• **The tasks**
1. According to the housing policy article, which groups are losing out? List each one.
2. Pick up the housing policy article after its last sentence and keep writing it.

-- START OF Article --

The AHURI report lays it bare:
When housing policy is badly administered, the effects trickle down fast—and they hit homeowners and renters square in the back pocket.
Delays in Development and Approvals
Poor coordination and constant government restructuring create bottlenecks in development approvals. Councils might take months (or years) to approve a new estate or infill project. States might update planning codes mid-way through a project. And federal infrastructure funding might not match the pace of new development.
All of this means fewer houses get built. And when supply doesn’t keep up with demand? Prices rise. It’s that simple.
Costs Blow Out (and So Do Your Stress Levels)
When approvals stall and regulations clash, developers pass the cost downstream. Builders price in delays. Homeowners pay for holding costs. Buyers pay more for homes that took too long to hit the market. And let’s not forget the hidden cost: quality.
In a system driven by quick turnarounds and inconsistent oversight, some builders cut corners. Dodgy work slips through the cracks, and homeowners are left dealing with defects that should’ve been picked up and fixed long before handover.
Housing as Investment, Not Shelter
The current system rewards speculation and penalises long-term ownership. Why? Because policy has been shaped around encouraging investment—through negative gearing, tax incentives, and capital gains discounts—rather than delivering stable, affordable housing for everyone.
This distortion benefits property investors over owner-occupiers, inflates prices, and shifts housing away from its purpose as shelter and into the world of financial products.
The people losing out?
First-home buyers, single-income households, young families, and renters trying to make the leap into ownership.
Market Capture and Lack of Oversight
The report also hints at a deeper issue: market capture. When government oversight is weak or inconsistent, large private developers can end up shaping policy themselves—whether through lobbying, donations, or just sheer scale. This risks locking in a system that works for profit margins, not people.
That’s not to say private industry doesn’t have a role to play—it does. But without strong public leadership, enforced standards, and strategic planning, the balance tips in favour of developers.
The result is often cookie-cutter housing in the wrong places, with little thought to long-term liveability.
👉️ What the Report Recommends: A Better Way Forward
So, how do we fix a system that’s been chopped, changed, and scattered across departments for decades?
According to the AHURI report, it’s not just about spending more money—it’s about changing how the system is run from the top down.

-- END OF Article --
-- START OF Provided records --

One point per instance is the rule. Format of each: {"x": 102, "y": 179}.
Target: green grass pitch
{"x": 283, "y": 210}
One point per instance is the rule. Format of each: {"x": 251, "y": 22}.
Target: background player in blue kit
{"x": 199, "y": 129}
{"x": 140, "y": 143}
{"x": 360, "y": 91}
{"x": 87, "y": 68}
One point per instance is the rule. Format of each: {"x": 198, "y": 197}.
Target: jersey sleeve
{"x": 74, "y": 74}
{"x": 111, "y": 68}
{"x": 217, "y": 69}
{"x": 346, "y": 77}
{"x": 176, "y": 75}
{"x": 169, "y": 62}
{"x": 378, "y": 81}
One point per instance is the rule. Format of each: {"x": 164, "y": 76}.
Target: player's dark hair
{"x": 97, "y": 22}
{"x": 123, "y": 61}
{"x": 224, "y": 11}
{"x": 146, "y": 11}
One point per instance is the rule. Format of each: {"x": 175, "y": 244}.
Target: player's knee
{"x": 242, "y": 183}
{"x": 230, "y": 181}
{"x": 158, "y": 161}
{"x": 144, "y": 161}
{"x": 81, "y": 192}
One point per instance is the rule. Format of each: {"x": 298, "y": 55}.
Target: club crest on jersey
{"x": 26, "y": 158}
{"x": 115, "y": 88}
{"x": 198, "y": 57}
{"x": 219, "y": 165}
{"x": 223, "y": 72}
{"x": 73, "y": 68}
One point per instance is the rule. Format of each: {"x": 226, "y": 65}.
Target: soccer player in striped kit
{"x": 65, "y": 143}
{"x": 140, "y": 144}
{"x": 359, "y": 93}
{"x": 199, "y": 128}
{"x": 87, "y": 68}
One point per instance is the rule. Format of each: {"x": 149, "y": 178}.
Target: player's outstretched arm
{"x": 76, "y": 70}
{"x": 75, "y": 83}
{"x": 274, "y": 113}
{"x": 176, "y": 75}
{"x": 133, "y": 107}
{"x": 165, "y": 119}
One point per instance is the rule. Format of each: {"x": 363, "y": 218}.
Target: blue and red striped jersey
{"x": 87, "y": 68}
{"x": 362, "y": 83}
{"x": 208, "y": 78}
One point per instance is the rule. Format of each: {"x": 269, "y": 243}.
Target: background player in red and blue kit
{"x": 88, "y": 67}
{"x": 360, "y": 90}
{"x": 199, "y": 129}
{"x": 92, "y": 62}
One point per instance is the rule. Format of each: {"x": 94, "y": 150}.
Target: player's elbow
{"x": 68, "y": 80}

-- END OF Provided records --

• **Answers to the exercise**
1.
- First-home buyers
- Single-income households
- Young families
- Renters trying to make the leap into ownership

2.
👉️ Here’s what the experts are proposing:
Create a Cabinet-Level Department of Housing
The report strongly recommends the establishment of a dedicated federal Department of Housing—one with its own Cabinet Minister, its own legislation, and its own clear mission. This would:
- Give housing policy consistent leadership
- Shield it from constant reshuffles
- Enable long-term planning that survives election cycles
This isn’t a crazy idea—other countries already do it, and even Australia has done it before. But the current practice of burying housing within other portfolios (like infrastructure or social services) weakens its impact and priority.
A National Housing Framework—With Legal Teeth
The report pushes for a national legislative framework for housing, similar to Canada’s. This would:
- Set long-term goals and strategies in law
- Define the roles of each level of government
- Protect housing outcomes from political back flips
It’s not about overreach—it’s about clarity and accountability. With a legal foundation, governments couldn’t just abandon housing goals without scrutiny.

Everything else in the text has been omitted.